アートセンターサカモト 栃木文化社 BIOS編集室

「精神科医のニア・ミス」No.33

能代おなごりフェスティバル ~パレードの味~

東北の代表的な夏のお祭りを一堂に集め、市内大通りを往復2時間パレードする9月の能代おなごりフェス。青森ねぶた、秋田竿灯、花輪ばやし、酒田ばやし、地元中学生の能代七夕、盛岡さんさ、仙台すずめ踊り、それに浅草カーニバル横浜サウヂ(ブラジル人女性らダンサー10名と打楽器隊バテリア20名)など11団体、2500名が今年も出演した。人口7万人の能代に27万人の観客である。

縁あって5年前から客ではなく“出演者”の1人 として横浜サウヂに参加している。その演奏レベルは凄まじく、今年も楽器はあきらめ世話係のアルモニア。先頭の旗持ちポルタ・バンディラに続くダンサーと、最後尾のバテリアや歌手との距離は伸び縮みする。隊列全体の運行を統括する監督ヂレトールは目立つように衣装もド派手。過去2回やった。運悪くそんな主治医を見つけた患者は目が点になる。

=======

作業内容 =
a – 能代おなごりフェスティバルの文章のうち、「東北の代表的な夏のお祭りを一」から「見つけた患者は目が点になる。」までを、両端の語句も含めてそのまま出力してください。
b – 能代おなごりフェスティバルの文章をもとに、次の問いに答えてください。
(i) 今年出演したのは何団体、何名か。
(ii) 能代の人口と観客数はそれぞれ何人とされているか。
(iii) 隊列全体の運行を統括する監督は何と呼ばれているか。
c – 能代おなごりフェスティバルの文章を、最後の文の次から書き継いでください。

=======

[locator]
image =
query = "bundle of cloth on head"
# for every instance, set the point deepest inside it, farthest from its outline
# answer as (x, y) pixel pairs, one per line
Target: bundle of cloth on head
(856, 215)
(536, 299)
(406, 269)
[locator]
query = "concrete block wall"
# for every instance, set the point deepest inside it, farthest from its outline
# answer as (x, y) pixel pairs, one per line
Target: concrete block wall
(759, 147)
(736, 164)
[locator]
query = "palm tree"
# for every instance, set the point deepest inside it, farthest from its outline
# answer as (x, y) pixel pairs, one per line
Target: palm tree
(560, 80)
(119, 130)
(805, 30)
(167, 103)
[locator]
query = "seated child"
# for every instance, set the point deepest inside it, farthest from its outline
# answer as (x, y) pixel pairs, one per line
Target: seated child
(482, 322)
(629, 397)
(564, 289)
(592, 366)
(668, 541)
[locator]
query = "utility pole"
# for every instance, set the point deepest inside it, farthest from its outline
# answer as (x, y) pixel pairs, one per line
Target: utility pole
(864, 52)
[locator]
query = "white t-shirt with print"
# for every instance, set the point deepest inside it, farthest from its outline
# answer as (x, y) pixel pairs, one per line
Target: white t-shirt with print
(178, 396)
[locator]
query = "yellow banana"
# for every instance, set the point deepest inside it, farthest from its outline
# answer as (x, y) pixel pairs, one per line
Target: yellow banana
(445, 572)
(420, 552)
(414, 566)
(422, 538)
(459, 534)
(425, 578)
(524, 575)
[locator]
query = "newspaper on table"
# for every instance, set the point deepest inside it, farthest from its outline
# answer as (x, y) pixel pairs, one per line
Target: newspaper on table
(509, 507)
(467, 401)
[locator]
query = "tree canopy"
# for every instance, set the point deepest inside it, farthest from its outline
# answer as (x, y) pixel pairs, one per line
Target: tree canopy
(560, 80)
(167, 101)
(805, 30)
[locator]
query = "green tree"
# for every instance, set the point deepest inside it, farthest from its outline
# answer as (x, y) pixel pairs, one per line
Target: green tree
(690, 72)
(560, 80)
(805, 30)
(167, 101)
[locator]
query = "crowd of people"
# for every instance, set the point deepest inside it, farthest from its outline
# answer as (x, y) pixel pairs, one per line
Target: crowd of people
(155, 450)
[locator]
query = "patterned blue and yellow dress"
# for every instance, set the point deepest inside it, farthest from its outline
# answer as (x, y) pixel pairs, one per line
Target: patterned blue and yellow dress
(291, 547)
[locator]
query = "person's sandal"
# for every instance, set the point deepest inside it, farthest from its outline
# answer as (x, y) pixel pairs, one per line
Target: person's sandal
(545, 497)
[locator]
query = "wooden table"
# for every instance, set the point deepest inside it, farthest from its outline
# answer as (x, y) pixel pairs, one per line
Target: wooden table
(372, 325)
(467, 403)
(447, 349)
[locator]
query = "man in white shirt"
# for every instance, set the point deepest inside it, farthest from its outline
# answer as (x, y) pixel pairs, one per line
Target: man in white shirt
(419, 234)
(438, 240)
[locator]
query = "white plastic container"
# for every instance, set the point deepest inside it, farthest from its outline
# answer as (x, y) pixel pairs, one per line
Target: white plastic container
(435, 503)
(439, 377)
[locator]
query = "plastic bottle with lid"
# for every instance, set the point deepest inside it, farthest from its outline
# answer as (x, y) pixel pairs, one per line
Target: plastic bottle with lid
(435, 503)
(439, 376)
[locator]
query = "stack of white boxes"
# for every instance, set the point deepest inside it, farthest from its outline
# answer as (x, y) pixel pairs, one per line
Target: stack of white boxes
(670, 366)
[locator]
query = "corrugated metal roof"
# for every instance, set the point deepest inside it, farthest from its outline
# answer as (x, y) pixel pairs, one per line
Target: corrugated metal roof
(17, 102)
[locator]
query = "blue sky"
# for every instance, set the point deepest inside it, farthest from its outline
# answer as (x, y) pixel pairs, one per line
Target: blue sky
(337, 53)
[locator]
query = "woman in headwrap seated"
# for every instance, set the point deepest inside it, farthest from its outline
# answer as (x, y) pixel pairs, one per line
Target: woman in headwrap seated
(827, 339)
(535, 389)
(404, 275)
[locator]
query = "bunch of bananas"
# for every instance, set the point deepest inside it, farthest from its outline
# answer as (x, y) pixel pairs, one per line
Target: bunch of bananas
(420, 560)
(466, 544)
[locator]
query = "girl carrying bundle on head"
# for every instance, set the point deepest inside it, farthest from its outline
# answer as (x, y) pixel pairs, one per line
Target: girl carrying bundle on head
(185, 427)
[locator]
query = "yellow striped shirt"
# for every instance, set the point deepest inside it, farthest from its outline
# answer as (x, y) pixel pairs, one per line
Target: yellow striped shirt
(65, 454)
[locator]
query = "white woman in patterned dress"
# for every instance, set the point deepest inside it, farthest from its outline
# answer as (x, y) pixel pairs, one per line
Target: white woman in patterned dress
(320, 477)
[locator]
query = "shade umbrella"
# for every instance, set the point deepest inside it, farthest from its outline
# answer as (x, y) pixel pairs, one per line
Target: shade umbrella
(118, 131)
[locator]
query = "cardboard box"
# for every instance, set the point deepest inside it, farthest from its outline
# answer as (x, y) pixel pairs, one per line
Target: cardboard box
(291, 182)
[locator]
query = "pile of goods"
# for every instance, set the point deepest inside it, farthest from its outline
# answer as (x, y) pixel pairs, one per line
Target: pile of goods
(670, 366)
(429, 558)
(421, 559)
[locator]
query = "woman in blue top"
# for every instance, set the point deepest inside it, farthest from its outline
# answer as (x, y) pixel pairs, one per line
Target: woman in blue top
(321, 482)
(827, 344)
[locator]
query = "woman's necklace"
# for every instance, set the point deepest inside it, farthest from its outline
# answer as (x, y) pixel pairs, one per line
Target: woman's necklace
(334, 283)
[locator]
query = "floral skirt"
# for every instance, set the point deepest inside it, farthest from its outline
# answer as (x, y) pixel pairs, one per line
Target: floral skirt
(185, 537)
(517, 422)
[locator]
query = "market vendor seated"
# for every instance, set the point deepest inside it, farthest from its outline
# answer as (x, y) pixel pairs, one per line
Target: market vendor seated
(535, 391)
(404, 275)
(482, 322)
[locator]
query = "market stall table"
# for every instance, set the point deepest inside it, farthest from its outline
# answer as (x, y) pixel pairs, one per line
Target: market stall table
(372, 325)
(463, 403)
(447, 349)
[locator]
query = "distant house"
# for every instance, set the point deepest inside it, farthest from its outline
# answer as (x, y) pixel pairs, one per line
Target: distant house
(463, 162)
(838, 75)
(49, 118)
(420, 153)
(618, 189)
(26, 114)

=======

作業別の出力 =
a –
東北の代表的な夏のお祭りを一堂に集め、市内大通りを往復2時間パレードする9月の能代おなごりフェス。青森ねぶた、秋田竿灯、花輪ばやし、酒田ばやし、地元中学生の能代七夕、盛岡さんさ、仙台すずめ踊り、それに浅草カーニバル横浜サウヂ(ブラジル人女性らダンサー10名と打楽器隊バテリア20名)など11団体、2500名が今年も出演した。人口7万人の能代に27万人の観客である。

縁あって5年前から客ではなく“出演者”の1人 として横浜サウヂに参加している。その演奏レベルは凄まじく、今年も楽器はあきらめ世話係のアルモニア。先頭の旗持ちポルタ・バンディラに続くダンサーと、最後尾のバテリアや歌手との距離は伸び縮みする。隊列全体の運行を統括する監督ヂレトールは目立つように衣装もド派手。過去2回やった。運悪くそんな主治医を見つけた患者は目が点になる。

b –
(i) 11団体、2500名
(ii) 人口7万人、観客27万人
(iii) ヂレトール

c –
26年の歴史を誇るおなごりだが、昔から批判はあった。基幹産業の林業衰退や人口減に悩む中、金のかかるバカ騒ぎが地域活性化に寄与するのか…。実際、年々予算はひっ迫、存続の危機が叫ばれている。しかし一方で「このダイジェスト版を見て本場の祭りに出かけた」という人は多い。

こうした事情をよそに出演常連の楽しみは慰労会である。今年も300人超がホテル大広間に集まった。舞台に地元スタッフ陣が上ると労をねぎらいフロアから大きな拍手。続いて各団体が芸を披露する。仙台チームはIOC総会を再現、7年後のおなごり会場に立候補したマドリード、能代、イスタンブールから、ロゲ会長役が恭しくカードを裏返すと、「2020能代」。サウヂのバテリア超絶技巧に全員総立ちで踊り、青森ねぶたでは床が抜けそうなまでに跳ね、0時を過ぎる。来年も会おうと握手を交わして2時間半の宴は終了した。

ロンドン五輪メダリストたちの銀座パレードでは沿道を50万人の観客が埋めた。それが、私ごとき小市民が27万人の中を…。乞食と芸人は3日やったらやめられないとはよく言った。

能代おなごりフェスティバル

筆者

懇親会

尾根白弾峰

尾根白弾峰(佐々木 康雄)

旧・大内町出身 本荘高校卒

1980年 自治医大卒

秋田大学付属病院第一内科(消化器内科)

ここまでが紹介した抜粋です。